## Problem details
Edit the data below by changing every occurrence of "Mark each one with a point" to "Place a point on each one" and leaving everything else as it is. Leave the pictures out of your answer.

• • • •

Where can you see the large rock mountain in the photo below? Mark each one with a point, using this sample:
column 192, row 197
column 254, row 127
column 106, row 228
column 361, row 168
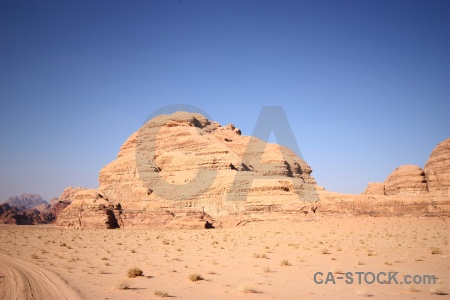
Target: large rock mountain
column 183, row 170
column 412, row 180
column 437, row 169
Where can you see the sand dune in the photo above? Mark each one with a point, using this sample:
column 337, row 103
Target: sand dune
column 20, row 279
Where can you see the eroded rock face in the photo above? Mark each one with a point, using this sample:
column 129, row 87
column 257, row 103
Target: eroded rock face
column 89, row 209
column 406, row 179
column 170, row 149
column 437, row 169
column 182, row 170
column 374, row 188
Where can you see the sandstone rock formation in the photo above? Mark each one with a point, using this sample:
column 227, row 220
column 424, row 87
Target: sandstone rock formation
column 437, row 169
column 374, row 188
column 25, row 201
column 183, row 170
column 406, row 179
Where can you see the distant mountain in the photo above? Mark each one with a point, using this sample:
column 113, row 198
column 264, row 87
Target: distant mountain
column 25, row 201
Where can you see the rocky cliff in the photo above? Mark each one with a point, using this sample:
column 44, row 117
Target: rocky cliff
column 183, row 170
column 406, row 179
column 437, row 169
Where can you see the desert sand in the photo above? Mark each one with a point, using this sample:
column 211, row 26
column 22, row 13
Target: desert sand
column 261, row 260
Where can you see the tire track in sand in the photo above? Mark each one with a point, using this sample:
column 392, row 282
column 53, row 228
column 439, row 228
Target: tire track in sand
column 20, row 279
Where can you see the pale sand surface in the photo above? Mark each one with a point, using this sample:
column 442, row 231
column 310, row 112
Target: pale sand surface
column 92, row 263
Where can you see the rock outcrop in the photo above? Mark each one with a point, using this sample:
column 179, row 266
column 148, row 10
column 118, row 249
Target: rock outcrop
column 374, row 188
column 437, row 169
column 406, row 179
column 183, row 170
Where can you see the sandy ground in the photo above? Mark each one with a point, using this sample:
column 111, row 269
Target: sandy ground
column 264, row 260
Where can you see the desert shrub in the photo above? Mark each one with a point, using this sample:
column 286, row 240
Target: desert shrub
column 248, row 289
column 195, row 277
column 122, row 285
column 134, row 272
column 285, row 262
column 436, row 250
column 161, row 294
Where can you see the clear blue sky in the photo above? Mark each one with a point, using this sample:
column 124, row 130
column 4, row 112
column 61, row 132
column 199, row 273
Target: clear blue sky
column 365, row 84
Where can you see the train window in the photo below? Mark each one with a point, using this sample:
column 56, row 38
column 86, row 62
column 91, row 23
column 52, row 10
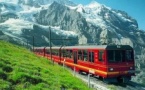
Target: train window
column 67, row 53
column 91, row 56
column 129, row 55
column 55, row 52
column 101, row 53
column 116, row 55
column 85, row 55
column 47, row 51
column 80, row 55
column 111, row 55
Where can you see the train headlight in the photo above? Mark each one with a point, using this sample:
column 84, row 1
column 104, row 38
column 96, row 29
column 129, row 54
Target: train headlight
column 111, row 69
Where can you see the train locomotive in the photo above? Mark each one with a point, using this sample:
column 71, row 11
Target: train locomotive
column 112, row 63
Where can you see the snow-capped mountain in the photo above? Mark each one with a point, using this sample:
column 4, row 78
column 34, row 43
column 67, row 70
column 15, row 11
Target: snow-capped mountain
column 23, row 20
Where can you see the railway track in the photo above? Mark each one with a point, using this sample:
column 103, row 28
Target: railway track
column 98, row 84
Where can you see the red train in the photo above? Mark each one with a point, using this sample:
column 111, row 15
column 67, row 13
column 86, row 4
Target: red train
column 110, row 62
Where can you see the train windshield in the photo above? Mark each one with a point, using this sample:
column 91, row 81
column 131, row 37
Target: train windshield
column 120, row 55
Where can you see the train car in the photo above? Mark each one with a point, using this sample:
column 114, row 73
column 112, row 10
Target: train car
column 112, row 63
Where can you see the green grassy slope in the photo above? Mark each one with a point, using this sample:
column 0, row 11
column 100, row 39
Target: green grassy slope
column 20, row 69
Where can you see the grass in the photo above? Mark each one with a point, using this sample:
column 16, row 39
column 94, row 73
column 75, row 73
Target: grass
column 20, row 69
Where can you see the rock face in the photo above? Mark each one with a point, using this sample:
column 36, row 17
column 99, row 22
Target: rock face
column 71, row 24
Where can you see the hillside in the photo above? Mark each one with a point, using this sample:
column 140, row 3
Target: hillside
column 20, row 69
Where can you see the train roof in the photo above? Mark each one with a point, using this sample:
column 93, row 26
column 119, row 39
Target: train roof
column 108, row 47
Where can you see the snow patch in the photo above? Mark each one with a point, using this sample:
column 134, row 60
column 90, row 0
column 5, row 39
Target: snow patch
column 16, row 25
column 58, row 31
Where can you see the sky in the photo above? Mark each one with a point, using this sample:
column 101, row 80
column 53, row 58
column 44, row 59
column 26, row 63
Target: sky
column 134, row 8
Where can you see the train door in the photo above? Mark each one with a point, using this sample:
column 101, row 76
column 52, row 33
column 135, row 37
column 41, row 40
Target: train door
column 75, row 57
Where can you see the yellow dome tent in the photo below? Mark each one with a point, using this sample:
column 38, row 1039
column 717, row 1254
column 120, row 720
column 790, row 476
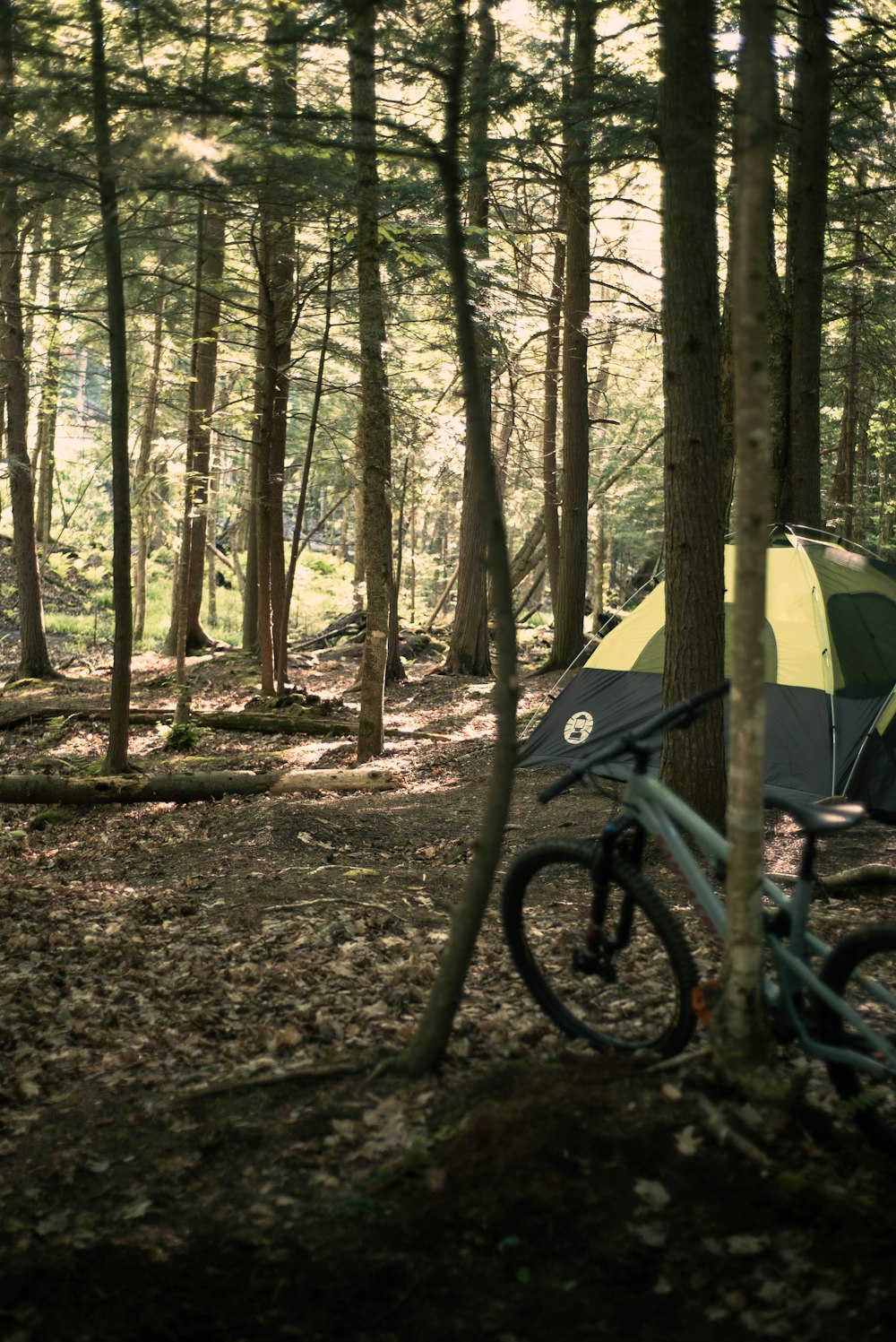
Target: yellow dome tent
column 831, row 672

• • • •

## Written solution
Where can you see the large rock mountain in the photo below? Place a point on each one, using this sample:
column 192, row 197
column 254, row 127
column 106, row 228
column 361, row 168
Target: large rock mountain
column 183, row 170
column 412, row 180
column 437, row 169
Where can you see the sand dune in the photo above? Place a point on each one, using this sample:
column 337, row 103
Target: sand dune
column 20, row 279
Where can you see the eroded rock face in the photo above? Place a point on each one, using this sample:
column 129, row 87
column 257, row 103
Target: eroded rock face
column 89, row 209
column 406, row 179
column 170, row 149
column 437, row 169
column 182, row 170
column 374, row 188
Where can you see the sandstone rock formation in the photo above? Place a point on each one, using this sample:
column 227, row 220
column 424, row 87
Target: sandstone rock formation
column 437, row 169
column 374, row 188
column 25, row 201
column 183, row 170
column 406, row 179
Where can you see the distant mountain in the photo above? Place a point on each one, using this sample:
column 113, row 198
column 264, row 87
Target: distant mountain
column 25, row 201
Where can you see the rocky cliff in the photo above? Place a point on each one, using this sample:
column 44, row 117
Target: rocky cliff
column 183, row 170
column 406, row 179
column 437, row 169
Where can you see the desert sand in the photo above? Place a point on each one, using this sample:
column 211, row 26
column 22, row 13
Target: desert sand
column 261, row 260
Where can you see the tire track in sand in the photo above? Place a point on each one, using this sample:
column 392, row 282
column 53, row 228
column 439, row 228
Target: tire track in sand
column 20, row 279
Where can you see the pale sand surface in the photo above? Place a point on each one, using this sample:
column 442, row 231
column 310, row 112
Target: pale sand surface
column 92, row 263
Where can you see the rock outcrop in the photo above? Place a point on each one, using this sample:
column 179, row 266
column 148, row 10
column 118, row 249
Target: rock outcrop
column 374, row 188
column 437, row 169
column 406, row 179
column 183, row 170
Where can you see the sandy ground in the photo above? Place a point on each one, using this sample:
column 111, row 269
Target: sandy ground
column 264, row 260
Where can you see the desert shrub in the photo above? Place a point on each one, using this sample:
column 286, row 240
Target: desert shrub
column 248, row 289
column 195, row 277
column 122, row 285
column 134, row 272
column 285, row 262
column 436, row 250
column 161, row 294
Where can you see the clear blue sky in the photo above? Place a point on each one, using this sample:
column 124, row 130
column 4, row 112
column 61, row 132
column 199, row 273
Target: clear blue sky
column 365, row 84
Where can you see the train window in the photo below? Place a point on each one, using this sample:
column 56, row 38
column 86, row 62
column 91, row 23
column 52, row 10
Target: train window
column 67, row 53
column 91, row 56
column 129, row 55
column 55, row 52
column 101, row 53
column 116, row 55
column 85, row 55
column 47, row 51
column 80, row 55
column 111, row 55
Where can you see the train headlight in the photo above? Place a point on each one, using this sample:
column 84, row 1
column 104, row 38
column 96, row 29
column 129, row 54
Target: train headlight
column 111, row 69
Where can you see the train locomotive in the photo above? Place a point on each one, using this sample:
column 71, row 11
Target: train locomotive
column 112, row 63
Where can you see the snow-capped mountain in the photo above? Place a point on each one, using this sample:
column 4, row 78
column 34, row 43
column 67, row 70
column 15, row 11
Target: snow-capped mountain
column 23, row 20
Where can you see the railway track in the photo above? Place a point on each one, using this sample:
column 103, row 28
Target: railway track
column 98, row 84
Where can you see the red train in the photo above? Place a point on each one, using this sample:
column 111, row 15
column 67, row 13
column 86, row 4
Target: red train
column 110, row 62
Where can you see the train windshield in the photo above? Place a point on each one, using this sample:
column 91, row 81
column 131, row 37
Target: train windshield
column 120, row 55
Where can you see the train car in the photo above? Place a point on each one, using this sample:
column 114, row 73
column 112, row 10
Target: train car
column 112, row 63
Where can you see the green grassy slope in the photo above? Place a point on each one, using this sample:
column 0, row 11
column 100, row 39
Target: green grassy slope
column 20, row 69
Where can you see the grass in the photo above? Place a point on each one, using this sample:
column 16, row 39
column 94, row 73
column 75, row 73
Target: grass
column 20, row 69
Where can you see the rock face in the photo above? Place a point on each one, using this sample:
column 36, row 17
column 99, row 22
Target: rock face
column 71, row 24
Where can you see the hillside in the photo above? Place a point on each one, using this sample:
column 140, row 3
Target: hillside
column 20, row 69
Where can you see the train roof in the photo above? Place a point on each one, using this sample:
column 93, row 26
column 119, row 39
Target: train roof
column 108, row 47
Where can you see the snow patch in the photo above? Place a point on each one, using this sample:
column 134, row 60
column 90, row 0
column 5, row 39
Target: snow patch
column 16, row 25
column 58, row 31
Where can you see the sky in the photo above? Place a point on each one, using this sample:
column 101, row 80
column 53, row 58
column 44, row 59
column 26, row 63
Target: sky
column 134, row 8
Where can you see the train door in the photo above? Place a point on each one, using this sample:
column 101, row 76
column 52, row 33
column 135, row 37
column 41, row 40
Target: train door
column 75, row 57
Where can you see the yellow dome tent in the photo below? Place a point on each one, using this sample:
column 38, row 1039
column 717, row 1254
column 120, row 720
column 790, row 476
Target: yellow dome tent
column 831, row 672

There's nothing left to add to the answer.